**Problem set**
• 1. Return, copied exactly, the part of the mailing-list post below that opens with the words containing "why port 23?" and closes with "at start up.".
• 2. Carry the mailing-list post about connecting to a machine further, picking up right after its final sentence.

[Beowulf] A careful exploit?

Jörg Saßmannshausen sassy-work at sassy.formativ.net
Thu Jun 13 13:49:43 PDT 2019


Dear all,

why port 23? Was that a typo and you mean port 22 (ssh)?

All the best

Jörg

Am Donnerstag, 13. Juni 2019, 11:09:21 BST schrieb Robert G. Brown:
> On Thu, 13 Jun 2019, Jonathan Engwall wrote:
> > It was an actual machine I could ping but I could not connect. It was
> > there
> > at start up.
> 
> If it is an actual machine, hang a console on it and see what is
> happening.  If you can ping it, its network is up.  But to be able to
> connect to it, you have to have a bunch of stuff configured to allow
> connection.  These problems all live at a higher level than the physical
> transport levels.

**Data segment**
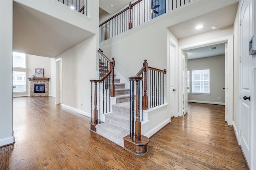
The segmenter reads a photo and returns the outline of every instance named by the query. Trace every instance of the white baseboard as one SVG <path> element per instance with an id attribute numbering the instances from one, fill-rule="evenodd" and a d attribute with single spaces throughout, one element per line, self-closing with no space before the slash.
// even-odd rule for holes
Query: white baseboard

**Responses in order**
• 1.
why port 23? Was that a typo and you mean port 22 (ssh)?

All the best

Jörg

Am Donnerstag, 13. Juni 2019, 11:09:21 BST schrieb Robert G. Brown:
> On Thu, 13 Jun 2019, Jonathan Engwall wrote:
> > It was an actual machine I could ping but I could not connect. It was
> > there
> > at start up.

• 2.
> 
> Personally, I'd start by killing selinux, as it is notorious for
> nearly randomly deciding that this or that connection is not secure and
> blocking it with no (EXTERNAL) warning -- it would show up in logs.  If
> you prefer, master selinux and figure out how to configure it for the
> specific ports you are trying to connect to.  Then I'd check the
> firewall.  Are you trying to ssh in?  Make sure that port 23 is open and
> not firewalled off in the default installation image.  Then check
> services.  Are you trying to ssh in?  Well, is sshd installed and
> running?  If it isn't, you have to install it, configure it, make sure
> the firewall passes it, and make sure selinux isn't going to come in and
> override the firewall and refuse to pass it after all.  And so on, for
> any port(s) you wish to access.  Most linuxes these days install in a
> default "secure" mode with no open ports and firewalled up pretty tight,
> assuming that the installer is a normal human who has no idea how to
> offer services or secure them, but if you run a cluster you really need
> to be at least on the road to being an abnormal person who does.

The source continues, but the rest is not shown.